Data for the task »
■ ■ ■ ■

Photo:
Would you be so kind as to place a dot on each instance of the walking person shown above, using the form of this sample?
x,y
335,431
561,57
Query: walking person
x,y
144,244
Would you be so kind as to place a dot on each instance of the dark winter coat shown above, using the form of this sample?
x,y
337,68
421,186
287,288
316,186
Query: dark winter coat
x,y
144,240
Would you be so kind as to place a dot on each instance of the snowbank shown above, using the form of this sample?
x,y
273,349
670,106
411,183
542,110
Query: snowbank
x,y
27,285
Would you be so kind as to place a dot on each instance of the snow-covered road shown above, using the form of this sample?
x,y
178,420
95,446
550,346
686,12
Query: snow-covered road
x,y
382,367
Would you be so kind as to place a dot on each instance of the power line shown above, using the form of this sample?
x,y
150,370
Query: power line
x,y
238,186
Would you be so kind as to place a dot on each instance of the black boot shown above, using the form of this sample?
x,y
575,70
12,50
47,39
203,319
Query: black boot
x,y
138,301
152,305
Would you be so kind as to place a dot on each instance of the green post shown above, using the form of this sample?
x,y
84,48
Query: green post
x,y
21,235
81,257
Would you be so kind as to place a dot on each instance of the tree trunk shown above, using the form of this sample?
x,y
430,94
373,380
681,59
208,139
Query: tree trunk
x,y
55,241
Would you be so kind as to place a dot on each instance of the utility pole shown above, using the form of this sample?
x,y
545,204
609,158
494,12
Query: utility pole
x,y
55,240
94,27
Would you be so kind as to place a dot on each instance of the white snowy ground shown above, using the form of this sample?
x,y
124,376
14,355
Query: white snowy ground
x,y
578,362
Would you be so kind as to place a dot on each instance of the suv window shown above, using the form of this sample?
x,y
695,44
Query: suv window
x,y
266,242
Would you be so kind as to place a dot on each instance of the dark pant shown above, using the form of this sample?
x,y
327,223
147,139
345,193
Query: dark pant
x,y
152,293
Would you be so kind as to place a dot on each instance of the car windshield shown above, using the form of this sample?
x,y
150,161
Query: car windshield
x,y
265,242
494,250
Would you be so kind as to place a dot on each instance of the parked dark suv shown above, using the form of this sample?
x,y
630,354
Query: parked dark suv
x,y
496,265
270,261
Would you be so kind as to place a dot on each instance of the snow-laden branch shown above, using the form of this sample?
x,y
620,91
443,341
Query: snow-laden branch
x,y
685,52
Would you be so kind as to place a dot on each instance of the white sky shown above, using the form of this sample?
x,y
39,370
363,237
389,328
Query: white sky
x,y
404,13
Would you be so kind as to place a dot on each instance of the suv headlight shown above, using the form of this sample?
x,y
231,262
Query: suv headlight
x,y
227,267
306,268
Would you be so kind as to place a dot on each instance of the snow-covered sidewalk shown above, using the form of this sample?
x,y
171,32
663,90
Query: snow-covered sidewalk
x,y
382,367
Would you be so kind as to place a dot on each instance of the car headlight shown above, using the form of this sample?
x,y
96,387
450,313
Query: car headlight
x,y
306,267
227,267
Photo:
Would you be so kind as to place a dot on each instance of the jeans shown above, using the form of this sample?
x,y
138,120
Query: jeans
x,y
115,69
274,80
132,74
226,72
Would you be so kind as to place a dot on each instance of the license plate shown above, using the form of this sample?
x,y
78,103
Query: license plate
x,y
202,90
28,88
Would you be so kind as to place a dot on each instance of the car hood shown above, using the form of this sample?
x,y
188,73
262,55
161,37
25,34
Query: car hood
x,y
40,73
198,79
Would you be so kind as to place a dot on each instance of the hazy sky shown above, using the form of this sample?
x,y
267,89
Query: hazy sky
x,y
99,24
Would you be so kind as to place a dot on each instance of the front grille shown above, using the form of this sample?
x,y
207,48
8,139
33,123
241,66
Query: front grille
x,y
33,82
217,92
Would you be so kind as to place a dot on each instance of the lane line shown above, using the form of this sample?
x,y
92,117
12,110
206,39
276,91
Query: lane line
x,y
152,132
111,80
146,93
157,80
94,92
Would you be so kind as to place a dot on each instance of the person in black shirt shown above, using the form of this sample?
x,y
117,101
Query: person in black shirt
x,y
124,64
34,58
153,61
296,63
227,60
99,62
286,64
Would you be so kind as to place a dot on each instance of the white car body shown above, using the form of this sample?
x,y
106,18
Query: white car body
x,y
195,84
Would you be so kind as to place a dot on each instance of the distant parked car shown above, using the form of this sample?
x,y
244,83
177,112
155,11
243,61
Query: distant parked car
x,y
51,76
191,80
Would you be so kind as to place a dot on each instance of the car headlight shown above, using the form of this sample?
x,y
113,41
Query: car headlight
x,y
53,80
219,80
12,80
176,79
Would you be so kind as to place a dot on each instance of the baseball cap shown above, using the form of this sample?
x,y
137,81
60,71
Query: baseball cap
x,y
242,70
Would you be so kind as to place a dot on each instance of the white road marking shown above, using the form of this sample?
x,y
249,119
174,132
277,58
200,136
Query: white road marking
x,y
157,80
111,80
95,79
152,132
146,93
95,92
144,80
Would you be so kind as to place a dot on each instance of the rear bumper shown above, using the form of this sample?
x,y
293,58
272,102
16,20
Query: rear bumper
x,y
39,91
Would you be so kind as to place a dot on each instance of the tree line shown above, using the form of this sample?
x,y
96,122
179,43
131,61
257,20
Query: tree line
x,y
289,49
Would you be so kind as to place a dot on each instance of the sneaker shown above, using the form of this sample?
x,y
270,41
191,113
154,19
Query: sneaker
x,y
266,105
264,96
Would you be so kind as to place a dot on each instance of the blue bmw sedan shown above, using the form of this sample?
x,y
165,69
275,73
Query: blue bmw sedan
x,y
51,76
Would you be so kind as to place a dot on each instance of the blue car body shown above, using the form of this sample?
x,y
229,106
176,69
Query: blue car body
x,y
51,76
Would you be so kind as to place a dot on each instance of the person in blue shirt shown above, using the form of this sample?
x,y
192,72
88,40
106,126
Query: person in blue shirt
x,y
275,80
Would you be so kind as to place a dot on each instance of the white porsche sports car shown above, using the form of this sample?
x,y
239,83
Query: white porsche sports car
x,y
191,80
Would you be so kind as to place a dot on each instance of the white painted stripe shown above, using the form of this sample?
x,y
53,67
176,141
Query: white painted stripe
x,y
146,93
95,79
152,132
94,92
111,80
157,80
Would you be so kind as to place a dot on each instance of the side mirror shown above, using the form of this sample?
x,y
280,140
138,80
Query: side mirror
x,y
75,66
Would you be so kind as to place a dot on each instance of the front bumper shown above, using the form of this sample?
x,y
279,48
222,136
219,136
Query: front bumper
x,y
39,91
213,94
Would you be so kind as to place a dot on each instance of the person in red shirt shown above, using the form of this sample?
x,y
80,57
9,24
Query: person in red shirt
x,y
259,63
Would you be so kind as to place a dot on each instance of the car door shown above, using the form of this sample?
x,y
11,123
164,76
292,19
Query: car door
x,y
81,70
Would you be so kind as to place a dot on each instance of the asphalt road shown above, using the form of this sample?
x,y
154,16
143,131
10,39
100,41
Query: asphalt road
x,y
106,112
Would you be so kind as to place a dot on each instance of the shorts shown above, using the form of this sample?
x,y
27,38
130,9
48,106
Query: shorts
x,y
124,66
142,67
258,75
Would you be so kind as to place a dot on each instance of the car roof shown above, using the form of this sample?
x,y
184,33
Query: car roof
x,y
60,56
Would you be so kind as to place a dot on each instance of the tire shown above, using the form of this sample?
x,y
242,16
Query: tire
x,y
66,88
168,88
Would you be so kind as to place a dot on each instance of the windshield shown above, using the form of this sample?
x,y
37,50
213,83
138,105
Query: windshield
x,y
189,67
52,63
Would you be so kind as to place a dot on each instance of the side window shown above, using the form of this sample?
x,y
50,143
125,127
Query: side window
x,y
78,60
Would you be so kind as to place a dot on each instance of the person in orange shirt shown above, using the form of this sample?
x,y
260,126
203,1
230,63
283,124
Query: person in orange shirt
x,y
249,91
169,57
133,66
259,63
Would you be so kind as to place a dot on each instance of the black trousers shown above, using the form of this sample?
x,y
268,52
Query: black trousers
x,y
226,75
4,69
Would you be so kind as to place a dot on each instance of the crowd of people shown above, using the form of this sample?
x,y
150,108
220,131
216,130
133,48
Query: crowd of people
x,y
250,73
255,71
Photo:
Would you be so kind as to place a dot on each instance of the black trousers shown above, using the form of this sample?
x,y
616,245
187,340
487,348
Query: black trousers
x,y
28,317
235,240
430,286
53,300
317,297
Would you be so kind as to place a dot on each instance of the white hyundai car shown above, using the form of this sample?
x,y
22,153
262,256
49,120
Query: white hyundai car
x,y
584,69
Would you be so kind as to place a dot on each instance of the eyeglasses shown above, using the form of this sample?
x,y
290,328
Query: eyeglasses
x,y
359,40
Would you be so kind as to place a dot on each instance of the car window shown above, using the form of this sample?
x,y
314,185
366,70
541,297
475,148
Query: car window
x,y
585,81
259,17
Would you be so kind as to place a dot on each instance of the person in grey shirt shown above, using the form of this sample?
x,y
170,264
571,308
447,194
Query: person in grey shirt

■ ■ ■ ■

Instructions for the task »
In the records above, find each line that mentions the string "grey", then copy it.

Result for this task »
Would you be so kind as to place a dot on each instance of the person in grey shirt shown above, using the form of this sample?
Query: person in grey shirt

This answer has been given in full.